= Beginning of Section =

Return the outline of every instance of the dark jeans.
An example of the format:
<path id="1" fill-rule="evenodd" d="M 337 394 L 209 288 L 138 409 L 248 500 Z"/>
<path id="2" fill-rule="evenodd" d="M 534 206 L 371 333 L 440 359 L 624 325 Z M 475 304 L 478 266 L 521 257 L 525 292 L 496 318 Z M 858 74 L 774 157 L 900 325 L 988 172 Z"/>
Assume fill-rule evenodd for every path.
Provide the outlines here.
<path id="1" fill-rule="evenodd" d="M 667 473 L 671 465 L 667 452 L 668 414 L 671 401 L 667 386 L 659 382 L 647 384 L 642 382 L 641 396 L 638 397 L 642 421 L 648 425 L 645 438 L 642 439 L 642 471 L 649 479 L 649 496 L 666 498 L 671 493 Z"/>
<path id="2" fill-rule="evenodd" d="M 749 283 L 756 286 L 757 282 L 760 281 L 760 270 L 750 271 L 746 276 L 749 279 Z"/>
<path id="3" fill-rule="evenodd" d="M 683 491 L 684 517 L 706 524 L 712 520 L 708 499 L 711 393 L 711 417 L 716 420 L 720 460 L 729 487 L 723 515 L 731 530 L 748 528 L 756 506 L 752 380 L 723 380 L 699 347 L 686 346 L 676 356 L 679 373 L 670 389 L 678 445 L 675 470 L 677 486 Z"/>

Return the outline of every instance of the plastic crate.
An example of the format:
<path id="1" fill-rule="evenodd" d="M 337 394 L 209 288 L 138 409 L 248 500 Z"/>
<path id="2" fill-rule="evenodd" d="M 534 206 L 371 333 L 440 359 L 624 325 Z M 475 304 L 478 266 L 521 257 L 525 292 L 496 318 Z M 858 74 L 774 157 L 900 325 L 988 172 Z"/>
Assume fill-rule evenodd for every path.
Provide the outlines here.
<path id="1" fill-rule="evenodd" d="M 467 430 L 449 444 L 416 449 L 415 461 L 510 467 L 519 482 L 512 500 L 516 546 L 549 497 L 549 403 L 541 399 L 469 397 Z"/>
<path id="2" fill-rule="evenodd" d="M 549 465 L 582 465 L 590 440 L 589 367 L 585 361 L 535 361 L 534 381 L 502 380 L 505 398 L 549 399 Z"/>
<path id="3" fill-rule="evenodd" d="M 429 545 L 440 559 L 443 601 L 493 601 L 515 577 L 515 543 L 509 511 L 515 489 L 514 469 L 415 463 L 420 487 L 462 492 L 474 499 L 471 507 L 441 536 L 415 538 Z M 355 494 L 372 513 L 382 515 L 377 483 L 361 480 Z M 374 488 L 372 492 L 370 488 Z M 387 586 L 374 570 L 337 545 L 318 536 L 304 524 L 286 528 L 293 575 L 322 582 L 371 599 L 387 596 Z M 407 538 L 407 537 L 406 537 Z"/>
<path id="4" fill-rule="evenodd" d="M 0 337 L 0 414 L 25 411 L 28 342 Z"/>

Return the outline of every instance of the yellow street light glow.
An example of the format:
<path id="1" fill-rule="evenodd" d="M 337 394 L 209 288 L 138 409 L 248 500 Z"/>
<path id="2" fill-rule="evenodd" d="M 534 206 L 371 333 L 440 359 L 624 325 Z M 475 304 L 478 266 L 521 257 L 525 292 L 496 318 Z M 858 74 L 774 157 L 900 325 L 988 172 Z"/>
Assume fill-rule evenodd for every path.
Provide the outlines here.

= End of Section =

• **Task instructions**:
Line by line, repeat everything in the records verbatim.

• **Answer**:
Return the outline of every instance of the dark jeans.
An example of the format:
<path id="1" fill-rule="evenodd" d="M 337 394 L 209 288 L 138 409 L 248 500 Z"/>
<path id="2" fill-rule="evenodd" d="M 534 206 L 371 333 L 440 359 L 624 325 Z M 475 304 L 478 266 L 521 257 L 525 292 L 496 318 Z M 858 74 L 774 157 L 900 325 L 988 172 Z"/>
Assume fill-rule evenodd for every path.
Provide the outlines here.
<path id="1" fill-rule="evenodd" d="M 667 473 L 671 465 L 667 452 L 668 414 L 671 401 L 667 386 L 659 382 L 647 384 L 642 382 L 641 396 L 638 397 L 642 421 L 648 425 L 645 438 L 642 439 L 642 471 L 649 479 L 649 496 L 666 498 L 671 493 Z"/>
<path id="2" fill-rule="evenodd" d="M 749 283 L 756 286 L 757 282 L 760 281 L 760 270 L 750 271 L 746 276 L 749 279 Z"/>
<path id="3" fill-rule="evenodd" d="M 683 491 L 684 517 L 706 524 L 712 520 L 708 499 L 711 393 L 711 417 L 716 420 L 720 460 L 729 487 L 723 515 L 731 530 L 748 528 L 756 506 L 752 380 L 723 380 L 699 347 L 686 346 L 676 356 L 679 373 L 670 389 L 678 445 L 675 470 L 677 486 Z"/>

Return the outline of every instance of the plastic crate.
An example of the format:
<path id="1" fill-rule="evenodd" d="M 337 394 L 209 288 L 138 409 L 248 500 Z"/>
<path id="2" fill-rule="evenodd" d="M 534 206 L 371 333 L 440 359 L 624 325 Z M 475 304 L 478 266 L 521 257 L 525 292 L 496 318 Z M 858 74 L 774 157 L 900 325 L 988 172 Z"/>
Assume fill-rule evenodd for every path.
Provide the outlines here.
<path id="1" fill-rule="evenodd" d="M 467 430 L 449 444 L 416 449 L 415 461 L 510 467 L 519 482 L 512 500 L 516 546 L 549 497 L 549 403 L 541 399 L 469 397 Z"/>
<path id="2" fill-rule="evenodd" d="M 549 465 L 582 465 L 590 440 L 589 367 L 585 361 L 535 361 L 534 381 L 502 380 L 505 398 L 549 399 Z"/>
<path id="3" fill-rule="evenodd" d="M 429 545 L 440 559 L 443 601 L 493 601 L 515 577 L 515 543 L 509 511 L 515 489 L 514 469 L 415 463 L 420 487 L 462 492 L 474 499 L 471 507 L 441 536 L 415 538 Z M 355 494 L 372 513 L 382 515 L 377 483 L 361 480 Z M 374 488 L 372 492 L 370 488 Z M 387 586 L 374 570 L 337 545 L 318 536 L 304 524 L 286 528 L 293 575 L 322 582 L 371 599 L 387 596 Z M 407 538 L 407 537 L 406 537 Z"/>
<path id="4" fill-rule="evenodd" d="M 0 337 L 0 414 L 25 411 L 28 342 Z"/>

Return the outline of every instance of the yellow street light glow.
An example of the format:
<path id="1" fill-rule="evenodd" d="M 337 394 L 209 288 L 138 409 L 248 500 Z"/>
<path id="2" fill-rule="evenodd" d="M 534 206 L 371 333 L 440 359 L 624 325 Z M 475 304 L 478 266 L 521 257 L 525 292 L 496 318 Z M 858 74 L 774 157 L 900 325 L 988 172 Z"/>
Assume fill-rule evenodd for every path.
Provide the outlines here.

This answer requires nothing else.